PROBLEM:
Print verbatim every line starting at the one that contains "Tag a single point on each instance of the windshield" and ending at the final line of the records; include both endpoints.

(Image location labeling entries)

━━━━━━━━━━

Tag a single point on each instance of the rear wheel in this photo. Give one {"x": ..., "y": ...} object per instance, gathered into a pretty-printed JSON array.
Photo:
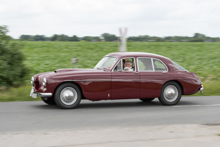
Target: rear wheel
[
  {"x": 49, "y": 101},
  {"x": 147, "y": 99},
  {"x": 170, "y": 94},
  {"x": 68, "y": 96}
]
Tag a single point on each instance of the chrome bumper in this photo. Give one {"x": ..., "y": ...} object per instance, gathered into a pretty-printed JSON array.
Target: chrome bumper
[
  {"x": 201, "y": 89},
  {"x": 44, "y": 94},
  {"x": 36, "y": 94}
]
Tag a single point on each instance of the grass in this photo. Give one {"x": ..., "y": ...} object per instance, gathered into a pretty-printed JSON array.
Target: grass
[{"x": 201, "y": 58}]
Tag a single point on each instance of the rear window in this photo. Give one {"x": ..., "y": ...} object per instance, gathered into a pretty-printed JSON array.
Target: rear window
[{"x": 180, "y": 68}]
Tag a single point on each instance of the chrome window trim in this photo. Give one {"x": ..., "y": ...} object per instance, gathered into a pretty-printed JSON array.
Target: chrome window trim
[
  {"x": 145, "y": 70},
  {"x": 152, "y": 65},
  {"x": 107, "y": 56},
  {"x": 121, "y": 64}
]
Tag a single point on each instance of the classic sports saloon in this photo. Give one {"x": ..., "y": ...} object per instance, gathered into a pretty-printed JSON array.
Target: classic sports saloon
[{"x": 129, "y": 75}]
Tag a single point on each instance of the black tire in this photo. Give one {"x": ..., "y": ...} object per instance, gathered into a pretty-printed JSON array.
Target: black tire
[
  {"x": 147, "y": 99},
  {"x": 72, "y": 96},
  {"x": 49, "y": 101},
  {"x": 170, "y": 93}
]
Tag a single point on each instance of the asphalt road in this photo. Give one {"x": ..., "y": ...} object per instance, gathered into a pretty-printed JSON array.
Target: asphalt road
[{"x": 31, "y": 116}]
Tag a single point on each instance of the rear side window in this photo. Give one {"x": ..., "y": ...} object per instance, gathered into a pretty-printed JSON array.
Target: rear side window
[
  {"x": 145, "y": 64},
  {"x": 180, "y": 68},
  {"x": 159, "y": 65}
]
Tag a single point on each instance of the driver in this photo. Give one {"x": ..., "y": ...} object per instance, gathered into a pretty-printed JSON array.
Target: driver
[{"x": 128, "y": 66}]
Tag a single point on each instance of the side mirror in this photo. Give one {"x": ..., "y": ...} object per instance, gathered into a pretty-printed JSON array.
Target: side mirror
[
  {"x": 75, "y": 61},
  {"x": 126, "y": 69}
]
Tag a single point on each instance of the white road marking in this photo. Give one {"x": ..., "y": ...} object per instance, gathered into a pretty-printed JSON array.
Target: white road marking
[{"x": 211, "y": 105}]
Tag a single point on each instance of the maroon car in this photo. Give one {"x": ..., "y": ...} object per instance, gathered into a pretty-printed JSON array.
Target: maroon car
[{"x": 129, "y": 75}]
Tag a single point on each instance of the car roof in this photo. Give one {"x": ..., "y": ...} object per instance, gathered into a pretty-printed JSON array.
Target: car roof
[{"x": 136, "y": 54}]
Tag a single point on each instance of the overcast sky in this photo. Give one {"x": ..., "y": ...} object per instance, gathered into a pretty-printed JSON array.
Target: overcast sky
[{"x": 94, "y": 17}]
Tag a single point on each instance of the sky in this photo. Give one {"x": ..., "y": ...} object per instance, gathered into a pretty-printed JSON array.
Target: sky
[{"x": 95, "y": 17}]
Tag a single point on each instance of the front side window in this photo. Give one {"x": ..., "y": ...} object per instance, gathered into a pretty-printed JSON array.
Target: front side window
[
  {"x": 145, "y": 64},
  {"x": 180, "y": 68},
  {"x": 126, "y": 64},
  {"x": 159, "y": 66},
  {"x": 106, "y": 63}
]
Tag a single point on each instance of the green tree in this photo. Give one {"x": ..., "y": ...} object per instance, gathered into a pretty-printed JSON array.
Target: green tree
[{"x": 12, "y": 69}]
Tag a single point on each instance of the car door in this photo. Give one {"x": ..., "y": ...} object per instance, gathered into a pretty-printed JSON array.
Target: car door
[
  {"x": 125, "y": 84},
  {"x": 153, "y": 74}
]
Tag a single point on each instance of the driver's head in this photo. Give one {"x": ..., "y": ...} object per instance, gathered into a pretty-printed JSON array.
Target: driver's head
[{"x": 128, "y": 64}]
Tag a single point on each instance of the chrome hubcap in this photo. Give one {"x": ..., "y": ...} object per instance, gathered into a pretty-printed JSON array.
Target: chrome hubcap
[
  {"x": 170, "y": 93},
  {"x": 68, "y": 96}
]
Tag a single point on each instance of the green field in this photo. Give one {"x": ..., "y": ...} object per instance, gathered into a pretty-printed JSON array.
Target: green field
[{"x": 201, "y": 58}]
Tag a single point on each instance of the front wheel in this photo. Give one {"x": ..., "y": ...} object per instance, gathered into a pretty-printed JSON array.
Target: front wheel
[
  {"x": 49, "y": 101},
  {"x": 68, "y": 96},
  {"x": 170, "y": 94}
]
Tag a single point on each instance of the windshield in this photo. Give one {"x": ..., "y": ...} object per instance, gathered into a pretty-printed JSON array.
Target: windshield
[{"x": 106, "y": 63}]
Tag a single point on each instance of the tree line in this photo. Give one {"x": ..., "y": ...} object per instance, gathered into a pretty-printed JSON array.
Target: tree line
[{"x": 197, "y": 37}]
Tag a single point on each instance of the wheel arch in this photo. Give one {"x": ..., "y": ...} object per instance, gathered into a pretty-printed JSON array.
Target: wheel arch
[
  {"x": 181, "y": 86},
  {"x": 72, "y": 82}
]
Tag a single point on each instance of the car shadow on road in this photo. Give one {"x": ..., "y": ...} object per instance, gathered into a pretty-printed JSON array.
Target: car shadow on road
[
  {"x": 118, "y": 104},
  {"x": 85, "y": 104}
]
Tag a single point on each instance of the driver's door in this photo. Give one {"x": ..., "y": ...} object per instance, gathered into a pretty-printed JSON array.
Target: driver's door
[{"x": 125, "y": 84}]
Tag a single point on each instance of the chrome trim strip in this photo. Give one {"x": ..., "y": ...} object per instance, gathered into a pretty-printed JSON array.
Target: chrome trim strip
[
  {"x": 43, "y": 94},
  {"x": 152, "y": 65},
  {"x": 90, "y": 80}
]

━━━━━━━━━━

RESULT OF THIS TASK:
Tag a single point on each instance of the windshield in this photo. Give one {"x": ..., "y": ...} object per instance, gathered into a pretty-printed JSON array.
Target: windshield
[{"x": 106, "y": 63}]
Tag a single point on each instance of the tree line in this photo. Give one {"x": ..., "y": ...} object per instance, gathered into a pretty-printed JSON array.
Target: tree line
[{"x": 197, "y": 37}]
Tag a single point on each instance of the wheel arch in this photo. Give one {"x": ..., "y": ...} object per instance, gathered into a pretty-printed JSON array.
Target: wheel arch
[
  {"x": 181, "y": 86},
  {"x": 72, "y": 82}
]
Tag a single point on each instance of the car shadow on road in this photo. Give one {"x": ..., "y": ...} object per instance, gathered into a pretty-printed JSON array.
Target: car shadow on road
[
  {"x": 118, "y": 104},
  {"x": 85, "y": 104}
]
Tag a single point on each instance of the driver's door in this photo. Give one {"x": ..., "y": ...} object per instance, gathered into a pretty-printed JSON array.
Target: driver's door
[{"x": 125, "y": 84}]
Tag a single point on each instance of the chrome trim strip in this photo. Give one {"x": ..., "y": ...} object per instance, gathered into a pretty-printed JSON array.
Target: chrome trim strip
[
  {"x": 43, "y": 94},
  {"x": 152, "y": 65},
  {"x": 90, "y": 80}
]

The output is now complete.